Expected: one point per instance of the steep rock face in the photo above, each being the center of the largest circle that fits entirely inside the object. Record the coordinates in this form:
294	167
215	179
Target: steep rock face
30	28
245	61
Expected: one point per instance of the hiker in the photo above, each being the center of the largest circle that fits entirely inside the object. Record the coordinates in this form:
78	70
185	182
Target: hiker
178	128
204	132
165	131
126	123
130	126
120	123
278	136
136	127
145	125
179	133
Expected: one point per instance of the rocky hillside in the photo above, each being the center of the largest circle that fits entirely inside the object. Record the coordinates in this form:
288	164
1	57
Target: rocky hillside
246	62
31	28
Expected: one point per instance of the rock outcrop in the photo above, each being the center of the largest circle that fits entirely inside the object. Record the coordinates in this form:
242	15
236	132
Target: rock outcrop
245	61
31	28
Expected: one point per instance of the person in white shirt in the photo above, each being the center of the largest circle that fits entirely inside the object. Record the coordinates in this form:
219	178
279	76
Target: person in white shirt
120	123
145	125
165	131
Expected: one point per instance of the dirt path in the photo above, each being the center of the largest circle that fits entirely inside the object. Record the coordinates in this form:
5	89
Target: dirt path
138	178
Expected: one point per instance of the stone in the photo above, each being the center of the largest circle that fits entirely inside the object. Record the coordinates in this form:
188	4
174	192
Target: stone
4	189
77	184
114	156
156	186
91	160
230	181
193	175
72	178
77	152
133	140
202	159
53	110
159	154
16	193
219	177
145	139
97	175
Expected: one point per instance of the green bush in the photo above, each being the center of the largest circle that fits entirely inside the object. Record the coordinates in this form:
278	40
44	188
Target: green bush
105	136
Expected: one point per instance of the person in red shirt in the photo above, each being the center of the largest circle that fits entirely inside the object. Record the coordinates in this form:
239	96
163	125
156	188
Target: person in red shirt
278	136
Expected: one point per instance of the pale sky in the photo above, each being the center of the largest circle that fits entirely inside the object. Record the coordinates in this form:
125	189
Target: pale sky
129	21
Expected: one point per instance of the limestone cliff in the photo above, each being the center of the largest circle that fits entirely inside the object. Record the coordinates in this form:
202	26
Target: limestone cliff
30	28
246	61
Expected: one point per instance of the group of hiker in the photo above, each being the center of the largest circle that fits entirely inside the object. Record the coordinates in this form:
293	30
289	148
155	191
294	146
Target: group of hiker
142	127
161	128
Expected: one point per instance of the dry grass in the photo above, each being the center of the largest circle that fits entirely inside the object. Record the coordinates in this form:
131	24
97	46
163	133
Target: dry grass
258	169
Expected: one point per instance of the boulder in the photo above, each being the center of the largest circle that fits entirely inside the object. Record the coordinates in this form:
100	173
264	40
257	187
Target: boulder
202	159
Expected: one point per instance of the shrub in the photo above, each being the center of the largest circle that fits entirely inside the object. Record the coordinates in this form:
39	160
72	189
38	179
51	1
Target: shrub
▬▬▬
Word for word, restate each line of the material.

Expected: one point per instance of the steep rock face in the photo above, each being the center of the largest circle that fits entirely inside the object. Record the coordinates in this form:
294	167
215	179
Target: steep rock face
30	28
245	61
Expected: one point per instance of the hiker in the photo above, each being the center of the largest circle that fits entirely inside the object. Record the coordinates in this form:
78	70
185	182
Target: hiker
178	128
204	132
165	131
126	123
130	126
120	123
278	136
136	127
145	125
179	133
Expected: one point per instance of the rocky hillside in the photo above, each being the center of the largest circle that fits entirely inside the object. Record the coordinates in this form:
288	164
1	57
Target: rocky hillside
246	62
31	28
Expected: one point per instance of the rock outcrop in the photo above, each being the center of the largest circle that fits entirely inside the object. Record the coordinates in this form:
242	15
236	132
Target: rock outcrop
245	61
31	28
Expected: one point per instance of the person in white shirt in the photo above, each being the center of the largest circle that fits entirely inside the object. Record the coordinates in this form:
219	178
279	76
Target: person in white shirt
120	123
145	125
165	131
Expected: one point per instance of the dirt path in the photo above, each being the center of the largest circle that fits entirely inside the object. Record the coordinates in this form:
5	89
Target: dirt path
138	178
Expected: one point per instance of the stone in the photo above, each being the center of the largest circle that fits entirely inside the object. Record the coordinates in this form:
188	4
174	192
Target: stone
4	189
77	184
114	156
156	186
91	160
230	181
193	175
72	178
77	152
133	140
202	159
53	110
159	154
16	193
219	177
145	139
97	175
Expected: one point per instance of the green bush in the photo above, each being the center of the largest circle that fits entirely inside the object. Record the coordinates in this form:
278	40
44	188
Target: green bush
105	136
Expected: one point per instance of the person in red shirt in the photo above, each being the center of the largest circle that fits entirely inside the object. Record the coordinates in this form:
239	96
163	125
156	188
Target: person in red shirt
278	136
Expected: one point per instance of the pale sky in the photo above, each being the center of the largest circle that fits entirely inside the object. Record the coordinates in this form:
125	189
Target: pale sky
129	21
Expected: one point per instance of the limestone cliff in the photo above, each being the center of the largest circle that fits entirely inside the object. Record the coordinates in this form:
202	26
Target: limestone cliff
30	28
246	61
Expected: one point per instance of the group of hiker in the photo above, each being the center of the largest circle that fits entirely inside the object. Record the coordinates in this form:
293	30
289	148
155	191
294	146
Target: group of hiker
142	127
161	128
Expected: one point per instance of the dry grass in the photo above, each being the center of the largest circle that fits entirely inside the object. Record the coordinates in this form:
131	24
97	46
163	133
Target: dry grass
258	169
Expected: one point per instance of the boulder in the photo above, each being the center of the largest circle that fits entirely inside the object. Record the coordinates in this form:
100	173
264	40
257	187
Target: boulder
202	159
Expected: one point per instance of the shrub in the photo above, each being the center of the largest circle that fits entirely inside the object. Record the coordinates in this form:
39	160
72	189
38	179
51	1
Target: shrub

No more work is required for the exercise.